● **QUESTIONS ON THE MATERIAL**:
1. Output the portion of the Finland blog post between "1. That is not" and "And who doesn't?", inclusive.
2. Decide whether each statement below agrees with the Finland blog post, answering yes or no and quoting the deciding words of the post: (a) The writer intends to hitchhike to Oulu. (b) The writer plans to mark the Midsummer holiday in Oulu. (c) The writer's Russia blog had native-speaking proofreaders.
3. Write the next part of the Finland blog post, continuing from where it ends.

----- PROVIDED PASSAGE

It wasn't all for naught.  I did snap this picture of two drunks fighting, just as the dude in the red punched the other dude in the face.  He swung so hard that he lost his balance.

But for the most part it was calm, peaceful and pretty.  What a let-down.

The blog is set to take us in exciting new directions soon, as I move about Finland and then settle up north.  First I visit Tampere and see my first Finnish mökki (translation: dacha), to mark the Midsummer holiday with our dear Finnish TA from Berkeley.  Then I study some, visit the Turku archipelago, and hitchhike my way to Oulu for more studying.  Expect pictures.  Expect a tour of Oulu.  Expect to learn about the sauna, the Finnish highways, and the wilds of the Arctic.  Most of all, expect the expected. This is Finland - all of my plans will go as planned, and then I'll go home.  


  1. That is not a teekkarilakki. Teekkarilakki has a tassel.

    What you have instead is an ylioppilaslakki.

    1. You managed to comment while I was still editing the final draft - a new record! I would not have caught the hat thing, though - kiitos. It's an ylioppilaslakki now.

    2. Well, the article showed up in Google Reader, so I don't know if they have some mind-reading powers or something :)

      Also, to pick a few more nits, the plural of "lakki" is "lakit", whereras the normal form of mökki is... well, mökki.

      Enjoy Tampere; it's a really nice town if you like lakes. And who doesn't?

    3. This is great, my Russia blog never had native-speaking proofreaders. Corrections are made. I can't wait to see the lakeland, and get some proper sauna. And later in July, our program takes us to Kuusamo, which sounds like Finnish heaven.

----------
----- MATERIAL SUPPLIED

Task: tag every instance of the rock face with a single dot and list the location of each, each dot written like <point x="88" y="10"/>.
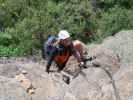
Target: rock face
<point x="11" y="90"/>
<point x="108" y="76"/>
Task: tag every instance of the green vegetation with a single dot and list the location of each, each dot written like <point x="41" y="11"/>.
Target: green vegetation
<point x="24" y="24"/>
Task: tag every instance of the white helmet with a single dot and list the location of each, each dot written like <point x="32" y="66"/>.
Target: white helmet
<point x="63" y="34"/>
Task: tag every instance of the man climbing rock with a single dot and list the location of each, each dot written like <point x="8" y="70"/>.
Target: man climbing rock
<point x="62" y="50"/>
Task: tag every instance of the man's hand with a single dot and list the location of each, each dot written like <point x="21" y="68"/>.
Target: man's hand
<point x="47" y="71"/>
<point x="82" y="65"/>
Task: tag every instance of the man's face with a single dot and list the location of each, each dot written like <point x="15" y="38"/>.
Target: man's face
<point x="66" y="41"/>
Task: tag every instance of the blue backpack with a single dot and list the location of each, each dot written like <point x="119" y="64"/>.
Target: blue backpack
<point x="48" y="46"/>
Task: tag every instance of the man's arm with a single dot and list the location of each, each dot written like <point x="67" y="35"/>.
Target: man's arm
<point x="50" y="60"/>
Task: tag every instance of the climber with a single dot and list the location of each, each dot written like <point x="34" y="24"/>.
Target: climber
<point x="63" y="48"/>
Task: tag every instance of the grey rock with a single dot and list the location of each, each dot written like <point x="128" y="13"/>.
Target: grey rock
<point x="10" y="89"/>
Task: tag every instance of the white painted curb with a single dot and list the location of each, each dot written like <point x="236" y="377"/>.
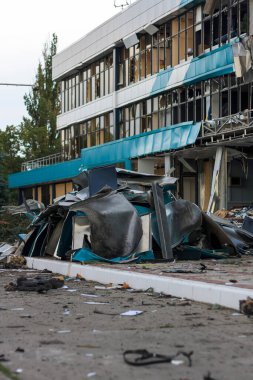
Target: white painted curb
<point x="228" y="296"/>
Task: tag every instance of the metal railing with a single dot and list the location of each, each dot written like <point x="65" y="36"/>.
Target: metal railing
<point x="40" y="162"/>
<point x="227" y="125"/>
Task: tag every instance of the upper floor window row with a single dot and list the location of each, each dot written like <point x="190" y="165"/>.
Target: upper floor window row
<point x="96" y="131"/>
<point x="182" y="38"/>
<point x="206" y="100"/>
<point x="94" y="81"/>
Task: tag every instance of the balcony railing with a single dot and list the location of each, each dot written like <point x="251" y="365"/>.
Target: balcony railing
<point x="40" y="162"/>
<point x="228" y="127"/>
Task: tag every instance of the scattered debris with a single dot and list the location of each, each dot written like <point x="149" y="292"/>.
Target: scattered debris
<point x="208" y="377"/>
<point x="121" y="216"/>
<point x="246" y="306"/>
<point x="19" y="349"/>
<point x="38" y="284"/>
<point x="144" y="357"/>
<point x="131" y="313"/>
<point x="96" y="303"/>
<point x="15" y="262"/>
<point x="3" y="358"/>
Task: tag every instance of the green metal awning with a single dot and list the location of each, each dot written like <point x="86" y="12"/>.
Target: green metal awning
<point x="149" y="143"/>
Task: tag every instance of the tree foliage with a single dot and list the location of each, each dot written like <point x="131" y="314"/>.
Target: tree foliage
<point x="38" y="131"/>
<point x="10" y="160"/>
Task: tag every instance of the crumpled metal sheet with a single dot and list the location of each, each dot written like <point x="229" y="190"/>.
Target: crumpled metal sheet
<point x="183" y="218"/>
<point x="116" y="228"/>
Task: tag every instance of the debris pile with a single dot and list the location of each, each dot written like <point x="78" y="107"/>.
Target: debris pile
<point x="237" y="215"/>
<point x="115" y="215"/>
<point x="40" y="284"/>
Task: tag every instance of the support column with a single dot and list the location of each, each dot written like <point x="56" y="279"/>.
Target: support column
<point x="168" y="165"/>
<point x="146" y="165"/>
<point x="250" y="17"/>
<point x="115" y="81"/>
<point x="223" y="180"/>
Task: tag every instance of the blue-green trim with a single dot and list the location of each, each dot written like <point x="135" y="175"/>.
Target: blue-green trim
<point x="217" y="62"/>
<point x="148" y="143"/>
<point x="211" y="64"/>
<point x="52" y="173"/>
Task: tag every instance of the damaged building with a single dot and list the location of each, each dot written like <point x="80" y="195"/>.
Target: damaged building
<point x="163" y="87"/>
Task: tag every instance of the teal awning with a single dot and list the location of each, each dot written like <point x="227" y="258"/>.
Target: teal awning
<point x="161" y="140"/>
<point x="148" y="143"/>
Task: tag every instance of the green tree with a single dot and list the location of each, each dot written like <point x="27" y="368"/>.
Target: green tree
<point x="38" y="131"/>
<point x="10" y="160"/>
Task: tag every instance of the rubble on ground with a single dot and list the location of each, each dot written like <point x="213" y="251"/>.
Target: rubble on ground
<point x="120" y="216"/>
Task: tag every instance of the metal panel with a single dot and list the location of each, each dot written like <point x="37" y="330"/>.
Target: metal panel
<point x="51" y="173"/>
<point x="160" y="140"/>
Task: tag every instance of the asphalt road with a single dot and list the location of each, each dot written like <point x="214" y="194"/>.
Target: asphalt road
<point x="58" y="336"/>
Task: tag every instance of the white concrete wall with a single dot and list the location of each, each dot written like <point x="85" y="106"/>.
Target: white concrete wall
<point x="104" y="37"/>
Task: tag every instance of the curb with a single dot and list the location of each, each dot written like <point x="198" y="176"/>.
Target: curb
<point x="192" y="290"/>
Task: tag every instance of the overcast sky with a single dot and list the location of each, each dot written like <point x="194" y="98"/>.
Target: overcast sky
<point x="25" y="25"/>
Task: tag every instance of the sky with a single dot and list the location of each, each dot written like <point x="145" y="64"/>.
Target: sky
<point x="25" y="26"/>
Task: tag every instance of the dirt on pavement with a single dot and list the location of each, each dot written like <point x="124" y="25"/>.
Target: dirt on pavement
<point x="58" y="336"/>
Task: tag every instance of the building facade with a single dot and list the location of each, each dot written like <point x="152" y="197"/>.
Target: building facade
<point x="165" y="86"/>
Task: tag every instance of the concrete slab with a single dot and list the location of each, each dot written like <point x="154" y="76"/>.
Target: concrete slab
<point x="220" y="287"/>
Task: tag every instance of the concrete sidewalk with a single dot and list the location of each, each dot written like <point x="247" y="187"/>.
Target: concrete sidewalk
<point x="223" y="282"/>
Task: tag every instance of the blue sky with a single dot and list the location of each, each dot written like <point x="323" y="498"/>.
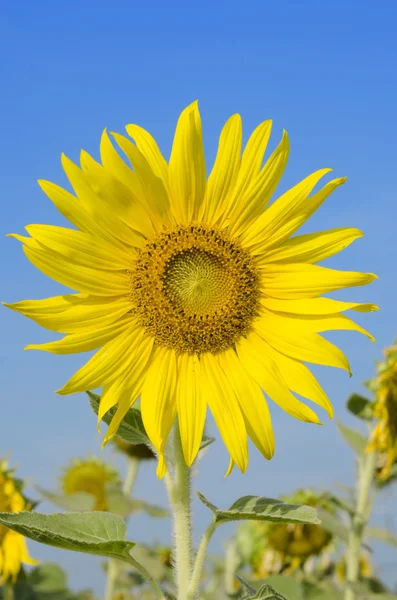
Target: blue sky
<point x="324" y="71"/>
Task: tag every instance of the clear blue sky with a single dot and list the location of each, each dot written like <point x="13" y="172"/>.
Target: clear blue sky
<point x="325" y="71"/>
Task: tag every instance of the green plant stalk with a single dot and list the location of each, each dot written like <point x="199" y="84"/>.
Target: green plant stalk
<point x="358" y="522"/>
<point x="194" y="586"/>
<point x="179" y="490"/>
<point x="8" y="591"/>
<point x="113" y="564"/>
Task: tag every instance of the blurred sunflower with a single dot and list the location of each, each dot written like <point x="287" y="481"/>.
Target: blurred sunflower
<point x="193" y="290"/>
<point x="384" y="436"/>
<point x="92" y="476"/>
<point x="13" y="550"/>
<point x="271" y="548"/>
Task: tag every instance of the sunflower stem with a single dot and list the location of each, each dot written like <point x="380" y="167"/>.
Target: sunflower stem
<point x="179" y="496"/>
<point x="358" y="522"/>
<point x="8" y="591"/>
<point x="113" y="565"/>
<point x="194" y="586"/>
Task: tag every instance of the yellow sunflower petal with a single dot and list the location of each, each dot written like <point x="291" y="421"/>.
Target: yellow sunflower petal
<point x="297" y="342"/>
<point x="113" y="229"/>
<point x="81" y="248"/>
<point x="330" y="323"/>
<point x="191" y="406"/>
<point x="83" y="279"/>
<point x="83" y="341"/>
<point x="115" y="165"/>
<point x="252" y="403"/>
<point x="158" y="399"/>
<point x="107" y="363"/>
<point x="225" y="170"/>
<point x="300" y="380"/>
<point x="121" y="198"/>
<point x="253" y="201"/>
<point x="313" y="247"/>
<point x="250" y="165"/>
<point x="72" y="209"/>
<point x="187" y="176"/>
<point x="253" y="353"/>
<point x="225" y="410"/>
<point x="315" y="306"/>
<point x="152" y="188"/>
<point x="294" y="281"/>
<point x="73" y="312"/>
<point x="150" y="150"/>
<point x="131" y="383"/>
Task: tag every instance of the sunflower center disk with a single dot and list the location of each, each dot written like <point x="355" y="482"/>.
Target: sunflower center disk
<point x="195" y="289"/>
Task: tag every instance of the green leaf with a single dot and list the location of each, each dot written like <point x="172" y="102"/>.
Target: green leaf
<point x="381" y="535"/>
<point x="77" y="502"/>
<point x="94" y="533"/>
<point x="360" y="407"/>
<point x="267" y="592"/>
<point x="131" y="428"/>
<point x="123" y="505"/>
<point x="331" y="523"/>
<point x="290" y="587"/>
<point x="256" y="508"/>
<point x="48" y="577"/>
<point x="355" y="440"/>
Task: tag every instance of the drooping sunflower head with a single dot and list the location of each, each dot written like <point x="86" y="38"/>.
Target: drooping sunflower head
<point x="13" y="550"/>
<point x="92" y="476"/>
<point x="384" y="436"/>
<point x="192" y="289"/>
<point x="272" y="547"/>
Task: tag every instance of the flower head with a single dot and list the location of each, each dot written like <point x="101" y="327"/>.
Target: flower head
<point x="13" y="550"/>
<point x="384" y="436"/>
<point x="193" y="290"/>
<point x="90" y="475"/>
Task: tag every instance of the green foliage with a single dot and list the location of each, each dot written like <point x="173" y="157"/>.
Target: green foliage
<point x="45" y="582"/>
<point x="381" y="535"/>
<point x="124" y="505"/>
<point x="77" y="502"/>
<point x="94" y="533"/>
<point x="355" y="440"/>
<point x="131" y="428"/>
<point x="360" y="407"/>
<point x="256" y="508"/>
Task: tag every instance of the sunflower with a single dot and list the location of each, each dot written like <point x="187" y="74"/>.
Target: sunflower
<point x="13" y="550"/>
<point x="90" y="475"/>
<point x="193" y="291"/>
<point x="138" y="451"/>
<point x="384" y="436"/>
<point x="270" y="548"/>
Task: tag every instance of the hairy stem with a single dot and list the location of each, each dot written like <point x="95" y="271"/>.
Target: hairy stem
<point x="179" y="495"/>
<point x="8" y="591"/>
<point x="194" y="587"/>
<point x="359" y="522"/>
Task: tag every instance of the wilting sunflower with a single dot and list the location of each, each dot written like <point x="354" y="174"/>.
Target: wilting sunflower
<point x="384" y="436"/>
<point x="193" y="290"/>
<point x="13" y="550"/>
<point x="90" y="475"/>
<point x="271" y="548"/>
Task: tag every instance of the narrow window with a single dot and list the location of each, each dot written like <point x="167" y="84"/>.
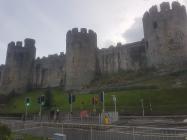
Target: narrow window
<point x="155" y="25"/>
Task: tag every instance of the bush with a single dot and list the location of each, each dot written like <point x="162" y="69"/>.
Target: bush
<point x="5" y="132"/>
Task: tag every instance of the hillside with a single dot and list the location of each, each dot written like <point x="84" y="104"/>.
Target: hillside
<point x="162" y="94"/>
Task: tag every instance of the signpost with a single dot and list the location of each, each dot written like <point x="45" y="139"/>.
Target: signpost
<point x="114" y="100"/>
<point x="27" y="104"/>
<point x="142" y="104"/>
<point x="41" y="102"/>
<point x="102" y="99"/>
<point x="71" y="100"/>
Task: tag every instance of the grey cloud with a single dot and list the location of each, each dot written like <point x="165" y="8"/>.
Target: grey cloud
<point x="135" y="32"/>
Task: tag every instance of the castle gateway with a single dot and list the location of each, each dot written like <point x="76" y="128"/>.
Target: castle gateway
<point x="164" y="48"/>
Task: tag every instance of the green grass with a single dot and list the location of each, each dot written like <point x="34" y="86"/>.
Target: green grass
<point x="169" y="96"/>
<point x="162" y="101"/>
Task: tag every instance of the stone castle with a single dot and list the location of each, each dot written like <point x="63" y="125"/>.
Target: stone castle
<point x="163" y="48"/>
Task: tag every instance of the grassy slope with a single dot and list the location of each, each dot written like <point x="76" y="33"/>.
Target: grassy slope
<point x="169" y="98"/>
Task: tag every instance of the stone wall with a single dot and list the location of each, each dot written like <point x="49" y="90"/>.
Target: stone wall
<point x="81" y="50"/>
<point x="165" y="34"/>
<point x="2" y="67"/>
<point x="49" y="71"/>
<point x="128" y="57"/>
<point x="164" y="47"/>
<point x="17" y="73"/>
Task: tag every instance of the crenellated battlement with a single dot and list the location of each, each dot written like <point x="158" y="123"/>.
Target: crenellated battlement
<point x="82" y="32"/>
<point x="28" y="43"/>
<point x="165" y="8"/>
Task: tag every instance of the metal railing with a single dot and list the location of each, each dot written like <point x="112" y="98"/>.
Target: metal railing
<point x="78" y="131"/>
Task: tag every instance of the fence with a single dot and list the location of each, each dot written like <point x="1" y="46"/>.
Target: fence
<point x="96" y="132"/>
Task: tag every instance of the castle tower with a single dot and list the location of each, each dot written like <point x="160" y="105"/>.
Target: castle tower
<point x="81" y="50"/>
<point x="19" y="62"/>
<point x="165" y="33"/>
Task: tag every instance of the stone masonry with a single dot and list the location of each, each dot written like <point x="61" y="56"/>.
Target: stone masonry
<point x="164" y="48"/>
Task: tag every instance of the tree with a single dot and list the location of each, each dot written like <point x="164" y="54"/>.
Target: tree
<point x="5" y="132"/>
<point x="48" y="98"/>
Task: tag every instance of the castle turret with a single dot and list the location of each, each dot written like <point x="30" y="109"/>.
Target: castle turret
<point x="165" y="33"/>
<point x="19" y="63"/>
<point x="80" y="58"/>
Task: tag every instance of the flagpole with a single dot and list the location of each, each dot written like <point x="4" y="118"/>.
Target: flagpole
<point x="103" y="94"/>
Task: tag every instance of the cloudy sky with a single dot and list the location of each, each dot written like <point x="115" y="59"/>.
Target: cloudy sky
<point x="47" y="21"/>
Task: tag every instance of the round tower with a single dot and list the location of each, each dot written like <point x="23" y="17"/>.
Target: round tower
<point x="81" y="47"/>
<point x="19" y="64"/>
<point x="165" y="33"/>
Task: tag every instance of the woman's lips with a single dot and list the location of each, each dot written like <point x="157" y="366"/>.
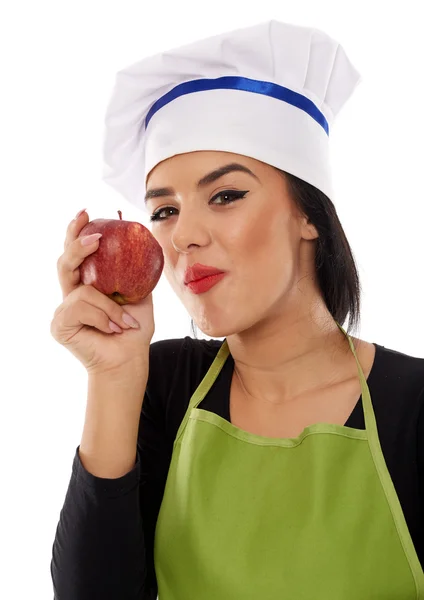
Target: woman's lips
<point x="206" y="283"/>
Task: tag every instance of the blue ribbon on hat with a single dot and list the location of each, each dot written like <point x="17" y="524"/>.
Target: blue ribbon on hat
<point x="246" y="85"/>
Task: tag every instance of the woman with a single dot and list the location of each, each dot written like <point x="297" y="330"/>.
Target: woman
<point x="288" y="460"/>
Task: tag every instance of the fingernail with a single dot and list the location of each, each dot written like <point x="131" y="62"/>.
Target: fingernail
<point x="80" y="213"/>
<point x="129" y="320"/>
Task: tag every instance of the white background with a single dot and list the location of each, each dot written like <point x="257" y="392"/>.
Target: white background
<point x="58" y="63"/>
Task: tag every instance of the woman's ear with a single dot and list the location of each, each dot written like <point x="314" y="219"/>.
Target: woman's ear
<point x="308" y="230"/>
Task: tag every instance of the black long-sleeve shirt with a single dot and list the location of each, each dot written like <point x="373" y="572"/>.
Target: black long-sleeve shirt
<point x="103" y="547"/>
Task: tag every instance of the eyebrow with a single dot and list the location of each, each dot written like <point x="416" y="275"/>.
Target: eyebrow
<point x="206" y="180"/>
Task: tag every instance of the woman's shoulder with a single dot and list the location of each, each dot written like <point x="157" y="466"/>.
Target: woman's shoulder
<point x="397" y="378"/>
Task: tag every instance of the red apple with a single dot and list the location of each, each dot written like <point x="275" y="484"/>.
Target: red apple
<point x="128" y="263"/>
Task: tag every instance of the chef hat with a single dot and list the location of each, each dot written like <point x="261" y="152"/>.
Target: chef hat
<point x="269" y="91"/>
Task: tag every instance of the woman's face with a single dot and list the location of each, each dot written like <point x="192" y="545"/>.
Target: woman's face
<point x="260" y="240"/>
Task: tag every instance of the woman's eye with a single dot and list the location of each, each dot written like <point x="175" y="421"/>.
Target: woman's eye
<point x="229" y="196"/>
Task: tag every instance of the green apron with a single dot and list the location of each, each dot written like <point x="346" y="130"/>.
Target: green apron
<point x="247" y="517"/>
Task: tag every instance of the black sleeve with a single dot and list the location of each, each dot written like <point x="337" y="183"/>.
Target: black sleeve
<point x="103" y="548"/>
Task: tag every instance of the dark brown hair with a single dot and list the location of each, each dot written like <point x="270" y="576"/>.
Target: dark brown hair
<point x="335" y="266"/>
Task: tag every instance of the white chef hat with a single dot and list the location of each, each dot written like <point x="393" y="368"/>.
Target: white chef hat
<point x="269" y="91"/>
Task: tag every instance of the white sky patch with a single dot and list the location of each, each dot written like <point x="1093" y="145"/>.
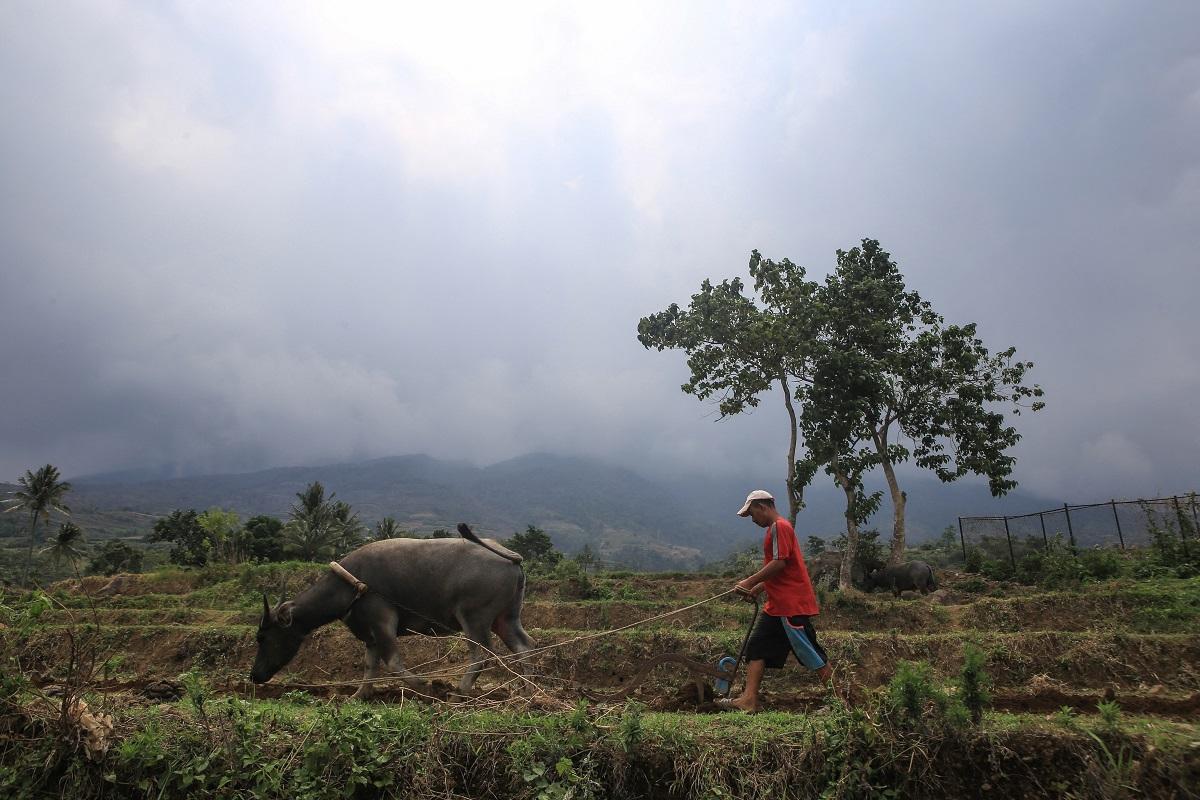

----------

● **WRITTEN RESPONSES**:
1.
1. That is not a teekkarilakki. Teekkarilakki has a tassel.

    What you have instead is an ylioppilaslakki.

    1. You managed to comment while I was still editing the final draft - a new record! I would not have caught the hat thing, though - kiitos. It's an ylioppilaslakki now.

    2. Well, the article showed up in Google Reader, so I don't know if they have some mind-reading powers or something :)

      Also, to pick a few more nits, the plural of "lakki" is "lakit", whereras the normal form of mökki is... well, mökki.

      Enjoy Tampere; it's a really nice town if you like lakes. And who doesn't?

2.
(a) Yes: "hitchhike my way to Oulu for more studying"
(b) No: "First I visit Tampere and see my first Finnish mökki (translation: dacha), to mark the Midsummer holiday"
(c) No: "my Russia blog never had native-speaking proofreaders"

3.
    4. "Kuusamo, which sounds like Finnish heaven."

      ...soon to be turned into something like Mordor by an uranium mine of a Canadian company. (They've only done surveys so far and I guess the decision to fund the project hasn't been made.)

  2. "hypermodern socialist dystopia"

    Haha, yep. My aunt asks me how much I pay in taxes, and whether or not my freedom is being infringed upon, just about every chance she gets. :P

  3. Thanks for the great post! I recommend you visit Dynamo club, which is seen in one of your pictures behind the van and the megaphone in it.

    Remember to buy lots of "Off" spray to your trip to Kuusamo. And to mökki as well. (Off is the Finnish national summer fragrance.)

    1. Been to Dynamo, and it's great. I was going to write something about the clubs, and had some good pictures... they may come later.

  4. Hei!

    Toivottavasti olet paikalla kahden viikon päästä kun Turussa järjestetään keskiaikaiset markkinat tuon kuvaamasi vanhan suurtorin alueella. Lisätietoja tapahtumasta löytyy osoitteesta

    1. Olen Turussa, ja tietysti aion mennä. Sen jälkeen kuin kirjoitin tämän (post), ajatelin, ehkä keskiaikaiset markkinat ovat syy, miksi vanhaa suurtorin kadut ovat rakenteilla. Oh god grammar.

  5. I wish I could have babies with your sense of humour.

  6. We don't actually have welfare checks, or paychecks for that matter. Most of that stuff is done as direct bank transfers. Kela lets you file welfare applications and statements via the web. Very efficient and advanced, no?

  7. Sait multa tällaisen:

    1. Kiitos! I tried to read your blog with extremely little success, but judging from the pictures in this post:

      it's much like mine. So everybody, check it out, whatever it says!

  8. So, the great exodus from Finnish cities for juhannus that I'm sure everyone has warned you about, has begun. In the estimation of the police, "it looks like everyone left Helsinki at the same time". The highways are clogged at the moment. See

    1. But for the hitchhiking foreigner, it's easy picking. Everybody is driving out of Turku and in a generous mood.